━━━━━ TEXT SEGMENT ━━━━━

Which is to say, it’s awesome.

OK, so it’s not exactly “awesome,” but it does exude a sexy, post-lockdown energy that feels like a welcome relief after two years of quarantine. It is decidedly not Longtime Companion… or Moonlight, or Brokeback Mountain. Instead, Fire Island romps perkily through the garden of earthly delights previously relegated to heteronormative romances, joining that club while also subversively undermining it.

(From L-R): Matt Rogers, Bowen Yang and Tomas Matos Photo by Jeong Park. Courtesy of Searchlight Pictures. © 2022 20th Century Studios All Rights Reserved

The gay rom-com is nothing new, of course, but the sly uniqueness of Fire Island is the decision to simultaneously wallow in the eye-candy of ripped, youth-centric Millennial self-indulgence while also arguing for diversity and body positivity. The three main characters – hunky, shallow Noah (Joel Kim Booster), his Eyeore-like buddy Howie (Bowen Yang) and his fussy rival Will (Conrad Ricamora) – are all Asian, as is the de facto comic den mother, played by Margaret Cho; but while ethnicity factors into the plot briefly, it’s not the point: These people are friends… they are gay friends… but this is not a variation of the yellowploitation genre. Booster and Ahn aren’t making a cultural document that aims to be both woke and celebratory, as you could say a Crazy Rich Asians is… unless that culture is angsty 30-something, gig-economy gays. Its agenda, if any, is couched in its casualness. Don’t misunderstand: it definitely traffics in the predictable – characters include a rail-thin chulo drag queen; a sexless, bearish Black comic relief; and a bitchy, Botoxed, roided-up golddigger. But the friendships are from a varied group of types where white boys aren’t the enemy and some Asian guys are dicks.

━━━━━ SUPPLIED INFORMATION ━━━━━

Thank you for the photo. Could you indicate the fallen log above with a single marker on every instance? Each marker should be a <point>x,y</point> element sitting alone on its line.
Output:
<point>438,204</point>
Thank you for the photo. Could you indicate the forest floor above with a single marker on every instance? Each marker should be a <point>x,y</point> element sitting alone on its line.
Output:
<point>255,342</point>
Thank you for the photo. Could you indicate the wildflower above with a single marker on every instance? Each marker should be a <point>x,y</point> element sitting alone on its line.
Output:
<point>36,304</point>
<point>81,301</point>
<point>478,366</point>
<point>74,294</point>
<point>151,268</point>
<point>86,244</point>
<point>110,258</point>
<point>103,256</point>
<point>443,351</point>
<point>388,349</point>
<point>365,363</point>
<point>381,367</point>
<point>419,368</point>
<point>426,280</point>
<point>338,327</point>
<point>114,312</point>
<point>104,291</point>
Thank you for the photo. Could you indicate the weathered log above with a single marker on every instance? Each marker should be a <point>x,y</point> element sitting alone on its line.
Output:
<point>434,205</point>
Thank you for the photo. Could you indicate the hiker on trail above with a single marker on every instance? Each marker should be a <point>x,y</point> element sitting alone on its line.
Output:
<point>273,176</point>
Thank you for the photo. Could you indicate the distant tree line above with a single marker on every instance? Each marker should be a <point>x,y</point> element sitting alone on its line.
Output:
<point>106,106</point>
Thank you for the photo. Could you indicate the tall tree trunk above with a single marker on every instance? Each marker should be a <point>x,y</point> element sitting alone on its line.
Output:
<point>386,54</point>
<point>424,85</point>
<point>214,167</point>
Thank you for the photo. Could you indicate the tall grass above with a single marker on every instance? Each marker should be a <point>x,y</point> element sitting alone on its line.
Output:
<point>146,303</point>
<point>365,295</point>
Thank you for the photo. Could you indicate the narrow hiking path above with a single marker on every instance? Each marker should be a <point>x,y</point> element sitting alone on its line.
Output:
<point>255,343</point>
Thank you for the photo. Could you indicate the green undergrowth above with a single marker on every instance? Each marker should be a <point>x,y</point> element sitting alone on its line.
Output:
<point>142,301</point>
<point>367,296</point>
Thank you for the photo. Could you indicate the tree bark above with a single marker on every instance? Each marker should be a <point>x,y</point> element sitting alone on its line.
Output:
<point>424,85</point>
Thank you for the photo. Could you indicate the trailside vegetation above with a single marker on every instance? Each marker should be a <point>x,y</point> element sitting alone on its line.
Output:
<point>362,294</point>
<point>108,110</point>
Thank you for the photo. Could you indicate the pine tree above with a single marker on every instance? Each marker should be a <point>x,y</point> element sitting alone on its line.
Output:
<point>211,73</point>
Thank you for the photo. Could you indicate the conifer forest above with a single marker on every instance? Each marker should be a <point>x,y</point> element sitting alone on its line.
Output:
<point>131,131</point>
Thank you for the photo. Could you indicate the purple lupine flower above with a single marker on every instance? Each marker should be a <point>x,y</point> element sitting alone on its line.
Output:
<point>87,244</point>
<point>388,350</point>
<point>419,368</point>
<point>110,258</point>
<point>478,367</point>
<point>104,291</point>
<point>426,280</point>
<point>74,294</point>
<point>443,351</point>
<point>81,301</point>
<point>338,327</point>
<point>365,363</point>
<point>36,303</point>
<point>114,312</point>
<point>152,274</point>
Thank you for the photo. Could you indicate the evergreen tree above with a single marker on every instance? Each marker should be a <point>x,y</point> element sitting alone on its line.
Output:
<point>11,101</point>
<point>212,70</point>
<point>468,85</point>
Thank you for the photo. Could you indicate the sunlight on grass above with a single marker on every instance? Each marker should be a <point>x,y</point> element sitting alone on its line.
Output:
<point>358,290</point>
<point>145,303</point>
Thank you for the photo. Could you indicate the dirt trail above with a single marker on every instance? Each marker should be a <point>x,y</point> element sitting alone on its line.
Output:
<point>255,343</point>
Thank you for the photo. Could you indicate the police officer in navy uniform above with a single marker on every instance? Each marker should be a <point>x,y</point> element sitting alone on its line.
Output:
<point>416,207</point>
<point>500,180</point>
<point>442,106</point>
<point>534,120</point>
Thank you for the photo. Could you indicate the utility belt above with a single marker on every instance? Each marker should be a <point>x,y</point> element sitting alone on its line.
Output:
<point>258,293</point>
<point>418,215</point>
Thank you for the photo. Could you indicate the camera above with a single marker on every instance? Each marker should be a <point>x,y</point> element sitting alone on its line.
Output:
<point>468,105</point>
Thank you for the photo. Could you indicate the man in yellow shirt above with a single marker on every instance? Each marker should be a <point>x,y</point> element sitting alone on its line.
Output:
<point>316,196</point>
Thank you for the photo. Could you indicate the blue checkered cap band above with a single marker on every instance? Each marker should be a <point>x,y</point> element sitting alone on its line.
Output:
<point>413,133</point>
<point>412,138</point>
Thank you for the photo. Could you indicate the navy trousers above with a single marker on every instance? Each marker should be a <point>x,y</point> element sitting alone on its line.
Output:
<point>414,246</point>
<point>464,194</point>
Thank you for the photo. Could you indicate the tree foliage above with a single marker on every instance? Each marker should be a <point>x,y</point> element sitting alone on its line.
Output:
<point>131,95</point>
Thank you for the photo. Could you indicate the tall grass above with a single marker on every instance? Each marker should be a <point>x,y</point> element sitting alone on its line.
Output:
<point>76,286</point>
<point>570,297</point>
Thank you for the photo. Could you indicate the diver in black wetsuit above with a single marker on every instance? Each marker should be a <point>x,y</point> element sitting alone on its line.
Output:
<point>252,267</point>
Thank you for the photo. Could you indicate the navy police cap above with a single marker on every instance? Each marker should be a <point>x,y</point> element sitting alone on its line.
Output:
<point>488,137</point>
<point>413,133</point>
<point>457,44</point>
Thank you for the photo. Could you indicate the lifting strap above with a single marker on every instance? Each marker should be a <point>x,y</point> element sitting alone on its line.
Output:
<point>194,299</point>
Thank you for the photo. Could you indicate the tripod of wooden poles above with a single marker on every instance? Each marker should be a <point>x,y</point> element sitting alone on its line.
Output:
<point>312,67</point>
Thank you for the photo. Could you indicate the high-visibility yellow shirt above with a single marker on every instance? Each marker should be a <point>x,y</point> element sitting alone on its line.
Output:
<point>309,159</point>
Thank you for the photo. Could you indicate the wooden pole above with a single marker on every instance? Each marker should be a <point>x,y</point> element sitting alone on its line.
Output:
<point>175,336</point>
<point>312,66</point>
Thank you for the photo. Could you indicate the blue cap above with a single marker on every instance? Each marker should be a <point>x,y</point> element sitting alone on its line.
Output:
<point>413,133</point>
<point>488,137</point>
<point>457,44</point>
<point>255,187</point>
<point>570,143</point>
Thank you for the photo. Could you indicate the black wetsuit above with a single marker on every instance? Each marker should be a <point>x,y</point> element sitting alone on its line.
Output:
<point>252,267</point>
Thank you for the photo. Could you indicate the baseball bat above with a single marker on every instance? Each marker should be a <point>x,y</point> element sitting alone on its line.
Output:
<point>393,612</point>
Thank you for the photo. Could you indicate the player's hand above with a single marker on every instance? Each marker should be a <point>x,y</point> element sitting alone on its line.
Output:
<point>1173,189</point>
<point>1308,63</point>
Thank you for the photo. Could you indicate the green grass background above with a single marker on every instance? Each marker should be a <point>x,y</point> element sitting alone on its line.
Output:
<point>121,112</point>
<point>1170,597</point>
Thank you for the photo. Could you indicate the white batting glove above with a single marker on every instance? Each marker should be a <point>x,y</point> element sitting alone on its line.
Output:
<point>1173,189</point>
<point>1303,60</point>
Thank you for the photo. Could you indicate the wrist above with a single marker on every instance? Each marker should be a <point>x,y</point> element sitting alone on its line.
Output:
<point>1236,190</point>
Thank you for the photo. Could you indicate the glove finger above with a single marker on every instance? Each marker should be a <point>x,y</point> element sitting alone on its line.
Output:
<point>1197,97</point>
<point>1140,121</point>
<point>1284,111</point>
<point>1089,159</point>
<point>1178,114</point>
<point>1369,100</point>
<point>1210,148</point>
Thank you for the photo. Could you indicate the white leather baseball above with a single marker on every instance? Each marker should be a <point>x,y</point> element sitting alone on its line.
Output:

━━━━━

• TASK STATEMENT:
Resume the Fire Island review from its final sentence, writing one or two more paragraphs in the same voice.

• ANSWER TO THIS EXERCISE:
(From L-R): Torian Miller, Bowen Yang, Margaret Cho, Tomas Matos and Joel Kim Booster in the film FIRE ISLAND. Photo by Jeong Park. Courtesy of Searchlight Pictures. © 2022 20th Century Studios All Rights Reserved

The plot hinges on people not saying things any normal person would in a similar situation because that would derail all the complications – but it also undercuts them with its quirky lightheartedness. I have to say, this is not something I was expecting from Ahn, whose first feature, Spa Night – a brooding drama about a closeted Korean teen working at a bathhouse – makes Longtime Companion look like a Bugs Bunny cartoon. He demonstrates effortlessness with the cotton candy plot, which involves (no surprise) a quintet of friends reuniting for what may be their last week together at their gay getaway. Promiscuous Noah has decided to keep his penis in his pants and instead dedicate his efforts at getting schlubby depressive Howie laid. There appears to be a prospect in Charlie (James Scully), a recently single doctor, but Charlie’s obnoxious rich buddies think Howie and company are beneath them (sadly, they are sorta right: they behave like assholes at a fancy party) which sparks some social dueling a la Revenge of the Nerds: Can Noah outfox the roadblocks erected by Will and Cooper (Nick Adams), while lightly pursuing daddy-in-training Dex (Zan Phillips)? But might Will not be the villain he seems?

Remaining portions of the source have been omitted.